Input Start Marker

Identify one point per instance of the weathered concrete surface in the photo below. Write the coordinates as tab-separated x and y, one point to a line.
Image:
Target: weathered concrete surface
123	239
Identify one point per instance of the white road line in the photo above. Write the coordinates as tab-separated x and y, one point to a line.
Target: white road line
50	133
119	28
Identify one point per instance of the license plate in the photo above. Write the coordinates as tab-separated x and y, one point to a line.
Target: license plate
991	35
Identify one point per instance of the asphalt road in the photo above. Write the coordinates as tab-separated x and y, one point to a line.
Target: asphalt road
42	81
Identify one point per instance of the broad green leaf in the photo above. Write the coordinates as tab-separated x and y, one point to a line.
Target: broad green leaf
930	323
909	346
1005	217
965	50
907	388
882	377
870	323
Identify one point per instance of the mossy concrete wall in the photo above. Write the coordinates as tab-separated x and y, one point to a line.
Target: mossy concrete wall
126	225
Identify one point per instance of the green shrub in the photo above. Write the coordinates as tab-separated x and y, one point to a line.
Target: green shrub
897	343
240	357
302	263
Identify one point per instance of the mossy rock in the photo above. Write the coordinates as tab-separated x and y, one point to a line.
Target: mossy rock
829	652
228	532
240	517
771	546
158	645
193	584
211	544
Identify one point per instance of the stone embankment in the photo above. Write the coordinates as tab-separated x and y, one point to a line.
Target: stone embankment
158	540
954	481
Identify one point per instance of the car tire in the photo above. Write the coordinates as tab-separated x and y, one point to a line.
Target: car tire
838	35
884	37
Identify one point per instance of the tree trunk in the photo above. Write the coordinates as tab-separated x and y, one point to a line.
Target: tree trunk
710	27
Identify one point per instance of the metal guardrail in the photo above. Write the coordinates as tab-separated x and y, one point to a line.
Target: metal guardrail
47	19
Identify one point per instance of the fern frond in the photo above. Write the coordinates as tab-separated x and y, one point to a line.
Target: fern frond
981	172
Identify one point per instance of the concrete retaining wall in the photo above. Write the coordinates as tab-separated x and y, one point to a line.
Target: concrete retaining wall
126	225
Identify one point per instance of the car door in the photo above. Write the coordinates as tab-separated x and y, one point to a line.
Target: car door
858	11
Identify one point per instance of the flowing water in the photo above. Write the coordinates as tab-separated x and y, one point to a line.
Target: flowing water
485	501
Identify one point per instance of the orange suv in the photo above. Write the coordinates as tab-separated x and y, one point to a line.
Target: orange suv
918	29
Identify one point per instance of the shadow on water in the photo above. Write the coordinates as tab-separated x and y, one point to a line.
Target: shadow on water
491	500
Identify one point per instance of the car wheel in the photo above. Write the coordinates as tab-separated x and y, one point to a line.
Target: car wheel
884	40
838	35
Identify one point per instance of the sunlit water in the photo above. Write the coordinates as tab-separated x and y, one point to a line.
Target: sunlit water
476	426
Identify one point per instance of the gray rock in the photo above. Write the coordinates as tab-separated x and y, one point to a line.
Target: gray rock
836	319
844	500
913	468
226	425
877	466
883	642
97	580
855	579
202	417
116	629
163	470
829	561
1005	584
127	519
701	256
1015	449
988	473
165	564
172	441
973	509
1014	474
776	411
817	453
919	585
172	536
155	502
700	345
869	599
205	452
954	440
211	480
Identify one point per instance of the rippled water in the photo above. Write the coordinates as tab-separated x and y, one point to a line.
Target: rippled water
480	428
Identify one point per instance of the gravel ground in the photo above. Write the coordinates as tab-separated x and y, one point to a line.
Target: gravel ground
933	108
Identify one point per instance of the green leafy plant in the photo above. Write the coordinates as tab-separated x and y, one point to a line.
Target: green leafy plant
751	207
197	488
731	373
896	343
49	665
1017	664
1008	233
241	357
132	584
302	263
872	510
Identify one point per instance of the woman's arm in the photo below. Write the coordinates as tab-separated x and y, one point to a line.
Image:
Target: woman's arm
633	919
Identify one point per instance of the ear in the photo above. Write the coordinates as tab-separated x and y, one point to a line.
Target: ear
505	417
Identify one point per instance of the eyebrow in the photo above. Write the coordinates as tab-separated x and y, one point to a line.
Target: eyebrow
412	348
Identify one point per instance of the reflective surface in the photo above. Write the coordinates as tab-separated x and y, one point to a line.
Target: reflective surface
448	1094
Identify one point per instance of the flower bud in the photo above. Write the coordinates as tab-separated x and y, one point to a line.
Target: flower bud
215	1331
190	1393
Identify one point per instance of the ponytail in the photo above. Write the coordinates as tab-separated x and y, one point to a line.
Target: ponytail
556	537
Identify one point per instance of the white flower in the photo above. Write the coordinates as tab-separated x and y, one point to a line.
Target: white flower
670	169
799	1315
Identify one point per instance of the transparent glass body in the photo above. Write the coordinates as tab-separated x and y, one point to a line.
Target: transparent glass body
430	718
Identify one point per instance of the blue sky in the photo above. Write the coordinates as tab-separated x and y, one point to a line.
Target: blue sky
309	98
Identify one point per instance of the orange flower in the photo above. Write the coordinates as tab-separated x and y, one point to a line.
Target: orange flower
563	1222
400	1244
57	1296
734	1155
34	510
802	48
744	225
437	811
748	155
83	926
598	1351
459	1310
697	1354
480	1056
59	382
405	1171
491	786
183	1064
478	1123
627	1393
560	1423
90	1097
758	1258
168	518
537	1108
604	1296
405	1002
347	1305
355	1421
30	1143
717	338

Input End Marker

Return every line of the data above in which "below" appears.

*Response to the exercise*.
Identify one point per instance of the weathered concrete surface in the photo below. Write the coordinates as tab-separated x and y, one point to a line.
Identify one point per instance of the woman's arm in the photo below. Write the coordinates as tab-separated x and y, one point to a line.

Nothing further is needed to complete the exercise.